+++ Extracted text +++
TNL TV is an English and Sinhala-language television station in Sri Lanka, owned by Telshan Network. Launched in 1993, TNL TV was one of Sri Lanka's first privately owned television channels. Shan Wickremesinghe, the chairman of Telshan Network, is the brother of Prime Minister Ranil Wickremesinghe.

The first television broadcast dedicated for teledramas, CTV began telecast from February 1, 2008 from 10 am to 1 pm on weekdays and from 10 am to 4 pm on Saturday.

Broadcasting 
TNL TV is available on free-to-air analog terrestrial transmission on the following channels:

 VHF:
 3 (Piliyandela, Polgahawela)
 4 (Nuwara Eliya)
 11 (Karagatenna)
 UHF:
 21 (Badulla, Bambalapitiya)
 26 (Hantana, Gongala, Ratnapura)

The transmitter at Polgahawela was seized in 2018 by the Telecommunications Regulatory Commission of Sri Lanka for illegal operation, including on two frequencies. While it had obtained provincial approval for the operation, the TRC had not approved on the federal level.
+++ Record list +++
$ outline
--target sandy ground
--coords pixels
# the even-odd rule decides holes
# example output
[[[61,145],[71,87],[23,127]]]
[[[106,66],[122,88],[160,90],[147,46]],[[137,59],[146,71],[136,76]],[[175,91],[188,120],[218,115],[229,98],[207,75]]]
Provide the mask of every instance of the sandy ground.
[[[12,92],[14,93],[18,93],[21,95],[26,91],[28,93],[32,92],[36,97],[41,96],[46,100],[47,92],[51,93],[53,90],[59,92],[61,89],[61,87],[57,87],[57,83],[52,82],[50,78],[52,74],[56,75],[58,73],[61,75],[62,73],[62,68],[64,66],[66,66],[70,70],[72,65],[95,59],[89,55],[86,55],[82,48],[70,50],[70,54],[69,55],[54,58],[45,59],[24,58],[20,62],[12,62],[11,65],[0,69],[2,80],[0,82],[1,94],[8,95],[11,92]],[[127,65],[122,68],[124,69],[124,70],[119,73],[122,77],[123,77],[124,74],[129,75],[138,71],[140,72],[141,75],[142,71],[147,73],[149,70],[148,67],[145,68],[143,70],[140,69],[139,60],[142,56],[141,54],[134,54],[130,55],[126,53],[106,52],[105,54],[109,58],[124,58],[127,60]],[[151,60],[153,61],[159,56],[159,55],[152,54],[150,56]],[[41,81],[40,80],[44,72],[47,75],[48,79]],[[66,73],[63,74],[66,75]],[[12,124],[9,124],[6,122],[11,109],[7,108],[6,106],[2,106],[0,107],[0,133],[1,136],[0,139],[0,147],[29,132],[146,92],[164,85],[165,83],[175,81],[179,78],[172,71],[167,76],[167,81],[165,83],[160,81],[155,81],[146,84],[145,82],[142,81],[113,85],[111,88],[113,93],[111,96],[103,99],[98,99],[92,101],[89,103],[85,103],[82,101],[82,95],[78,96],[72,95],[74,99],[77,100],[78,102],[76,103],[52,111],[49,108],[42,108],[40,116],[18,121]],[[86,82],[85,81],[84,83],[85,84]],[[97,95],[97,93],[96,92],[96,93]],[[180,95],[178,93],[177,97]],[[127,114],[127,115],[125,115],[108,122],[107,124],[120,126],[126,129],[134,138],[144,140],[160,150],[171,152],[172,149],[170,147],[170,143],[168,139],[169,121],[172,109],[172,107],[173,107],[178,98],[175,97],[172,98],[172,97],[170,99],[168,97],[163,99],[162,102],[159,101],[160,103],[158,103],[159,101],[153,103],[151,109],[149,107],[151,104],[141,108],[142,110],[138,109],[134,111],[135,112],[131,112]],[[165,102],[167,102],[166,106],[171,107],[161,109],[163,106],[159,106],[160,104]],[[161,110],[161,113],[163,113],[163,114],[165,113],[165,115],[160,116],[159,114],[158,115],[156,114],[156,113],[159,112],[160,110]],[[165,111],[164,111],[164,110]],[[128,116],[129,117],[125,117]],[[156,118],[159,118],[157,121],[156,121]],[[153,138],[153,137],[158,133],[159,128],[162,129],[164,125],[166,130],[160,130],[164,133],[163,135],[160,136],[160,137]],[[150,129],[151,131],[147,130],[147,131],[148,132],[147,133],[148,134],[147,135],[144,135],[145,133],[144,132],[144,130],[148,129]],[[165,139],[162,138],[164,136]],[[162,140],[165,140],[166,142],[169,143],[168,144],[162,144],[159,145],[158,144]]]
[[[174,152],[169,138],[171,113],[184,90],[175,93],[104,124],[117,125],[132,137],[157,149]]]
+++
§ **Objectives**:
A. List every location the TNL TV text gives for the station's UHF channels.
B. Condense the paragraph of the TNL TV text beginning "The transmitter at Polgahawela" into one shorter sentence that keeps its main facts.
The records come from a different source than the text.

§ **Task answers**:
A. Badulla, Bambalapitiya, Hantana, Gongala, Ratnapura

B. In 2018 the Telecommunications Regulatory Commission of Sri Lanka seized the Polgahawela transmitter for illegal operation, since it had provincial approval but no TRC approval at the federal level.